● **Texte source**:
--------------------
Au cœur des prétoires parisiens, les bronzes de Rodin et de Claudel se retrouvent au centre d’une bataille judiciaire inédite. Sollicité comme expert, Gilles Perrault détaille dans ses rapports les procédés de moulage et les dérives de certaines fonderies italiennes, pointant le glissement de simples reproductions vers de véritables contrefaçons. Ces chroniques révèlent la complexité d’un droit oscillant entre liberté de reproduction des œuvres tombées dans le domaine public et respect du droit moral des artistes, et montrent combien la frontière entre l’original et la copie reste fragile dans le marché de la sculpture.
François Duret-Robert
Pour un peu, on se serait cru à l’École du Louvre. Les intervenants ne dissertaient-ils pas doctement de la technique utilisée pour fabriquer les sculptures en bronze ou des différences qui existent entre les plâtres originaux et les plâtres d’atelier ? Pourtant, nous n’étions pas dans un institut d’enseignement artistique, mais au Palais de justice. Plus précisément, à la 31e Chambre correctionnelle du tribunal de Paris, qui, ce jeudi 25 septembre 2014, se penchait sur une affaire de contrefaçon, concernant des œuvres d’Auguste Rodin.
Plainte pour contrefaçon
Voici les faits, tels qu’ils sont présentés par l’accusation (comme il se doit, la défense conteste pour partie cette version des événements). Un citoyen américain, Gary S..., qui, de fait, agissait pour le compte de la société G... M..., a fait l’acquisition d’un certain nombre de plâtres réalisés d’après des modèles de Rodin. À partir de ces plâtres, des moules furent fabriqués en France, dans un atelier de Saint-Ouen. Ces moules furent expédiés à la fonderie Guastini, située à Vicense en Italie. À partir de ces moules, et d’autres qu’elle réalisa elle-même, cette fonderie exécuta, au dire de l’expert judiciaire, Gilles Perrault (1), 1710 bronzes. Ces pièces auraient été expédiées dans trois pays : les États-Unis, le Canada et la Slovénie. En 2001, certains plâtres, certaines sculptures en bronze provenant de cette fonderie ayant été exposés à Genève, le musée Rodin porta plainte pour contrefaçon avec constitution de partie civile. C’est à la suite de cette plainte et de l’instruction qui s’ensuivit que la 31e Chambre du tribunal de Paris a été amenée à se pencher sur cette affaire. Les épisodes successifs de cette saga – l’achat des plâtres, la fabrication des moules, la fonte des bronzes, la vente des pièces achevées... – ayant eu lieu dans des pays différents, la première question qui se posait était celle de savoir si la loi française était applicable, et si, par voie de conséquence, les juridictions françaises étaient compétentes.
--------------------
[Enregistrements bruts]
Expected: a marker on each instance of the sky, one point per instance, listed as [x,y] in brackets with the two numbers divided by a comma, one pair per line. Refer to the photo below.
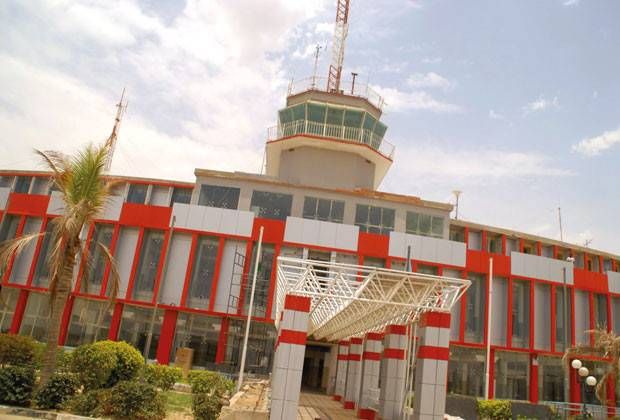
[514,103]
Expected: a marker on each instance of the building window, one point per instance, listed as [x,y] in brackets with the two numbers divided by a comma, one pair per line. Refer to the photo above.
[476,303]
[424,224]
[8,228]
[135,327]
[271,205]
[512,375]
[263,281]
[36,317]
[466,371]
[42,270]
[90,322]
[91,282]
[200,333]
[137,193]
[203,272]
[373,219]
[150,253]
[520,314]
[261,342]
[7,307]
[600,311]
[218,196]
[181,195]
[562,318]
[323,209]
[22,184]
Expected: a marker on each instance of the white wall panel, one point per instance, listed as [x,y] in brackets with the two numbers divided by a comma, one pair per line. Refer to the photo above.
[4,197]
[125,250]
[534,266]
[56,205]
[614,281]
[226,284]
[23,262]
[213,219]
[176,268]
[542,316]
[435,250]
[318,233]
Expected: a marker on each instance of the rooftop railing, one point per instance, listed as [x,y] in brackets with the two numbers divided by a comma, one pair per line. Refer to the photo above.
[347,87]
[339,132]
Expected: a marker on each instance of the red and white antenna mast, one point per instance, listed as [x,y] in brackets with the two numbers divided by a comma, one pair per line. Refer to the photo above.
[120,111]
[340,36]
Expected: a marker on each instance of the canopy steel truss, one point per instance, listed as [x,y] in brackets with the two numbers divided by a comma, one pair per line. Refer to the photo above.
[349,300]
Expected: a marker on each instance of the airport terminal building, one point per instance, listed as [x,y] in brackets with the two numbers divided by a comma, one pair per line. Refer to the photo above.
[186,252]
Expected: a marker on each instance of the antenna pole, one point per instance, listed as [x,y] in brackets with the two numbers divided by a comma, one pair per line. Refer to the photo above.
[560,218]
[120,111]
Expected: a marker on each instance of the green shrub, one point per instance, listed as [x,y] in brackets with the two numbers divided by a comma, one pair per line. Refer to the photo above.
[56,391]
[206,406]
[17,350]
[105,363]
[93,403]
[16,385]
[136,400]
[495,409]
[206,382]
[162,376]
--------------------
● **Description de la tâche**: Pouvez-vous écrire la suite de l'article sur le procès en contrefaçon des bronzes de Rodin, en commençant juste après sa dernière phrase ?

● **Bonne réponse**:
La loi applicable
Comme l’ont rappelé le ministère public et Me Cusinberche, avocat du musée Rodin, le code pénal prévoit, dans son article 113-2, que “la loi pénale est applicable aux infractions commises sur le territoire de la République” et que “l’infraction est réputée commise sur le territoire de la République dès lors qu’un de ses faits constitutifs a eu lieu sur ce territoire”. La jurisprudence considère que la loi française s’applique aux faits commis à l’étranger par un étranger, lorsque ces faits forment un tout indivisible avec les infractions reprochées en France à l’intéressé. Or, les plâtres utilisés pour fabriquer les moules ont été achetés en France par Gary S... et lesdits moules, qui ont servi à couler les bronzes contrefaisants, ont été fabriqués dans notre pays. Il s’agit, selon le procureur et Me Cusinberche, de deux étapes de ce processus “indivisible” que constitue la fabrication de ces bronzes contrefaisants. Il faut signaler, pour être objectif, que les avocats de la défense soutiennent le point de vue inverse, car ils affirment qu’aucun plâtre n’a été acheté en France, qu’aucun moule n’a été fabriqué dans notre pays. Et que, même si cela était, ces faits n’ont en eux mêmes rien de répréhensible et ne peuvent donc être considérés comme constitutifs d’une infraction.
Après cette entrée en matière, on peut aborder le fond de l’affaire. La principale question qui se pose est de savoir si les sculptures fabriquées par la fonderie Guastini peuvent être qualifiées d’œuvres originales ou s’il s’agit de reproductions, voire de contrefaçons.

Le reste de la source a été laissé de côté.